» BRIEF
Copy exactly the lines from the one containing "Annotation task: put one keypoint on every instance of the dark" through the last line of the records below, including both, and leave out any pictures.

» DATASET ENTRIES
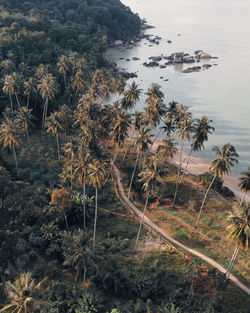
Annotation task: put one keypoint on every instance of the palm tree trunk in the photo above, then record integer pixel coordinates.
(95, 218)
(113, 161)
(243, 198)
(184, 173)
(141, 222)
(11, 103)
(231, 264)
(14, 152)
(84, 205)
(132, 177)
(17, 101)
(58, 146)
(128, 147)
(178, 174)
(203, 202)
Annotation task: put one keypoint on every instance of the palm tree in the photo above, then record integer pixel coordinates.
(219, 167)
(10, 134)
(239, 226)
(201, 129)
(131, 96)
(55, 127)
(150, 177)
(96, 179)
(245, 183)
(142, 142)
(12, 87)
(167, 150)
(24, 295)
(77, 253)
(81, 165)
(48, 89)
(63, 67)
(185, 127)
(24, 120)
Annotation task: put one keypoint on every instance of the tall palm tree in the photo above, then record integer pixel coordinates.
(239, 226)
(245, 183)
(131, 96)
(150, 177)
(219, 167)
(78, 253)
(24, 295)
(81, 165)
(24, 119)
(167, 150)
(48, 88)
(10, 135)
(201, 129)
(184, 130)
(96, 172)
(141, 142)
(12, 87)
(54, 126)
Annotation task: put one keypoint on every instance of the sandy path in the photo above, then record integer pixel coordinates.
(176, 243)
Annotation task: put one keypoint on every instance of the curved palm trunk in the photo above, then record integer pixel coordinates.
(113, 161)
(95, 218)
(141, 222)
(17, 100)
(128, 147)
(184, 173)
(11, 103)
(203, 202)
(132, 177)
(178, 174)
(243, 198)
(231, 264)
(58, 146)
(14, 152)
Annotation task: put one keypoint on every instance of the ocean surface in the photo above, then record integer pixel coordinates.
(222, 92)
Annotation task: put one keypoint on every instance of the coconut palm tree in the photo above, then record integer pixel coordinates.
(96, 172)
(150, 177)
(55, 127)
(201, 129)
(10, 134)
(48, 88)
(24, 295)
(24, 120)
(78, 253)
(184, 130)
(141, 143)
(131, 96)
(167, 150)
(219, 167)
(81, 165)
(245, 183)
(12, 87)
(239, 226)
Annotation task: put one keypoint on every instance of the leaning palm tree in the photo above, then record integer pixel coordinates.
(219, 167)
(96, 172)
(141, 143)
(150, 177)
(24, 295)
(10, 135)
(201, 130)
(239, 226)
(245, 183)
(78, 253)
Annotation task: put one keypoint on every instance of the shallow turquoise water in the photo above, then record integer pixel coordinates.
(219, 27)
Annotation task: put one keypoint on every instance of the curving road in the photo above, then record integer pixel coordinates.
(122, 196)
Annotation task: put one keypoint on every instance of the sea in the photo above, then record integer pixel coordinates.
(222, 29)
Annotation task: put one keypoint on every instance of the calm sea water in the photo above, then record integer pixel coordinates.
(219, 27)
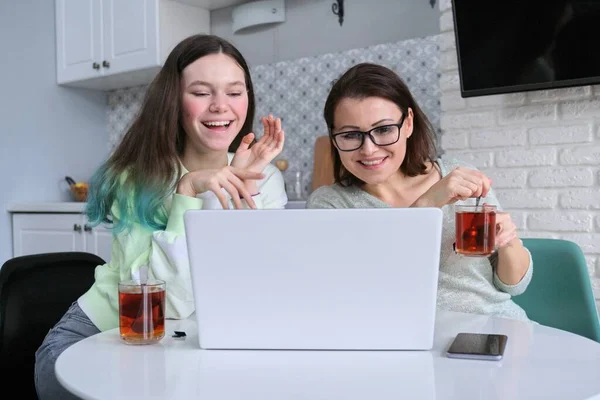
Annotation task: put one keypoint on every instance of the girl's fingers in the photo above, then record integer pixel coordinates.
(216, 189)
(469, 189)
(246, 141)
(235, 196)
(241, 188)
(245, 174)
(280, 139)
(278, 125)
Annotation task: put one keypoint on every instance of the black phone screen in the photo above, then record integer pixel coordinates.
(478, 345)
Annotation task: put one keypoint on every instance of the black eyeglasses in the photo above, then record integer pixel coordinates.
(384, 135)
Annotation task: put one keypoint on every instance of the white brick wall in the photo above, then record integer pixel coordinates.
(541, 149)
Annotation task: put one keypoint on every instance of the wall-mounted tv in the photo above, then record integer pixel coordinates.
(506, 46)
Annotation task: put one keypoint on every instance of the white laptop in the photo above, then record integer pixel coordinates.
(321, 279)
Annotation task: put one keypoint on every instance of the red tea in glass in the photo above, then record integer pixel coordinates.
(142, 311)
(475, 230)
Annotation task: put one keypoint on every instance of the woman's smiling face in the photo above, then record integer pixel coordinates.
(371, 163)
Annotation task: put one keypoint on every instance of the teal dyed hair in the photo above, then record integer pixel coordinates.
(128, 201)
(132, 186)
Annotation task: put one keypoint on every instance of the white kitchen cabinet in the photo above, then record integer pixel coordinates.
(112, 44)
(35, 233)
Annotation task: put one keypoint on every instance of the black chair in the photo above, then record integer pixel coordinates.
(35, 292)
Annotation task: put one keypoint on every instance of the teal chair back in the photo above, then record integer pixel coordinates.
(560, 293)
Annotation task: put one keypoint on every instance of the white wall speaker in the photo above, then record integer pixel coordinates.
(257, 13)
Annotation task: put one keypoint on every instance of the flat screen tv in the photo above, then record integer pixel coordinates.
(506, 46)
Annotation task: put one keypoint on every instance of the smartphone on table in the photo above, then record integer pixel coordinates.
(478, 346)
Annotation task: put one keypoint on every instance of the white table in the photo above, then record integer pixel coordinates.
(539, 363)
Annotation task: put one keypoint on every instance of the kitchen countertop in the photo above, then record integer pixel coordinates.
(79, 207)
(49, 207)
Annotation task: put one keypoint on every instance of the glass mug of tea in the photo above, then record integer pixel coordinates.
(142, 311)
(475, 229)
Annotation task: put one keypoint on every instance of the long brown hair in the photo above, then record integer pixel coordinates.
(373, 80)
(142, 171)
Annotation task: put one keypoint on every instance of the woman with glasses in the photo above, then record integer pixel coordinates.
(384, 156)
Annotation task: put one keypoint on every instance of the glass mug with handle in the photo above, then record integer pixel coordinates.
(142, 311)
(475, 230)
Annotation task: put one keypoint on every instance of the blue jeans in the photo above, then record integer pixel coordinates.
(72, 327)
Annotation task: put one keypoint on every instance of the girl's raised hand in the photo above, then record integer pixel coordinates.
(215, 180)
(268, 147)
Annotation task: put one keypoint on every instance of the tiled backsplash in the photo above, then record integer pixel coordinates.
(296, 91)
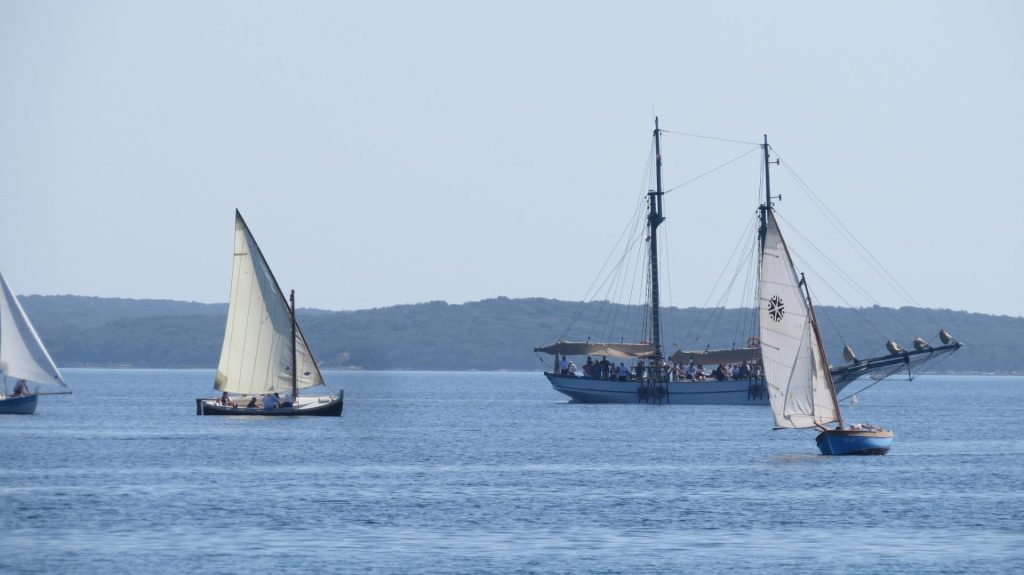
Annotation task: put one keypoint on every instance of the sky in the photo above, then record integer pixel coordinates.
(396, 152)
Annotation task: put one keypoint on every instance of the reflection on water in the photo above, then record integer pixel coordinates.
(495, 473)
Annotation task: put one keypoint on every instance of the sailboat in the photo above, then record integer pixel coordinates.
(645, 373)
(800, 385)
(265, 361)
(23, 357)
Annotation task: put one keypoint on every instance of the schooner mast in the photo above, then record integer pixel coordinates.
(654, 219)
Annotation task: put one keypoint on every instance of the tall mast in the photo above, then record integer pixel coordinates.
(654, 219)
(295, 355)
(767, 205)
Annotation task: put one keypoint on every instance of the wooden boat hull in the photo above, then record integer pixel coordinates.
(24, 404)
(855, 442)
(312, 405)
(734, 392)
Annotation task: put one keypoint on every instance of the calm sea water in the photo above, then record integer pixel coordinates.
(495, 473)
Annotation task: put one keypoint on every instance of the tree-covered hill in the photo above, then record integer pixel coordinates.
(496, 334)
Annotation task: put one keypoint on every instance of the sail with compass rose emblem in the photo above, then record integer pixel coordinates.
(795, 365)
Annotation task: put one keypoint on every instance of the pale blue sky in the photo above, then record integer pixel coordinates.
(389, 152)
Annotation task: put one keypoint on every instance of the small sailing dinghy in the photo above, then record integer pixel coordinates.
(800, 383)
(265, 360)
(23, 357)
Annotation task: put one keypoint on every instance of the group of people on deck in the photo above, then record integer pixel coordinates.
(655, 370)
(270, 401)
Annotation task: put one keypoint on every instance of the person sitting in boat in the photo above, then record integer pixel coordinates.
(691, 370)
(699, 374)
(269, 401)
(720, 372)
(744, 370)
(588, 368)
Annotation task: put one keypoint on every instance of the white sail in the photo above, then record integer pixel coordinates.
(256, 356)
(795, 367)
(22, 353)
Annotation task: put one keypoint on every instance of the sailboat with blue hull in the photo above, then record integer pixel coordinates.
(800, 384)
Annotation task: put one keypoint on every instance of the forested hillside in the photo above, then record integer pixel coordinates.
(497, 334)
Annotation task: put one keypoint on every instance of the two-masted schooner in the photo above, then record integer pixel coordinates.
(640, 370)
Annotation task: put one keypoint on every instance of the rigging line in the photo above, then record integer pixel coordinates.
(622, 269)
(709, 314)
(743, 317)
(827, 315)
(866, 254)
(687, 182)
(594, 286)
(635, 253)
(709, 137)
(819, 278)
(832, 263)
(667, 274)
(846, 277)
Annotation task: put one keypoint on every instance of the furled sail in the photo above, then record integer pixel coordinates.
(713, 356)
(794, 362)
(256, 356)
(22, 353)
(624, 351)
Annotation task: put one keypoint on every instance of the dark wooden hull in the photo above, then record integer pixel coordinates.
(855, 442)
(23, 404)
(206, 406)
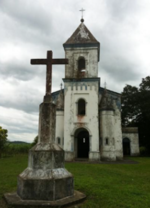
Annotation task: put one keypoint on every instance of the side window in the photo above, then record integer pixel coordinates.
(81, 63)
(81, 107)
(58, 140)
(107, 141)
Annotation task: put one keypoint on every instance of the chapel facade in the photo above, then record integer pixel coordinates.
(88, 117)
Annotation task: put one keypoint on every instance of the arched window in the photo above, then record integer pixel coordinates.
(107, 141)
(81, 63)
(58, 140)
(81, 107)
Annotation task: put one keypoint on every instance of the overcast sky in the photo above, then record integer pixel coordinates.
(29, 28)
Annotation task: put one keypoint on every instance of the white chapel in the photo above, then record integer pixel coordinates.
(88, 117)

» FINAL RESULT
Annotation task: put one keypoint on every instance of the dark wooden hull in the photo above, then record integer pixel coordinates.
(855, 442)
(23, 404)
(206, 406)
Annotation task: put one keypoint on every instance of the side window in the photo above, then record integer pixel coordinates.
(81, 63)
(81, 107)
(58, 140)
(107, 141)
Annotation task: put one keypoint on every instance of the chapel facade in the photo above, then record integer pixel coordinates.
(88, 117)
Annotation task: put one keypoint on every instance of the arched window in the photo above, then record integer pixel coordinates.
(107, 141)
(81, 63)
(58, 140)
(81, 107)
Annotation task: put one keypoint on every instance of the overcast sky in the photo above, then record integer pixel coordinates.
(29, 28)
Annotation task: put one keypoint on every instance of the white chapel in the photo above, then record integer pixel coordinates.
(88, 117)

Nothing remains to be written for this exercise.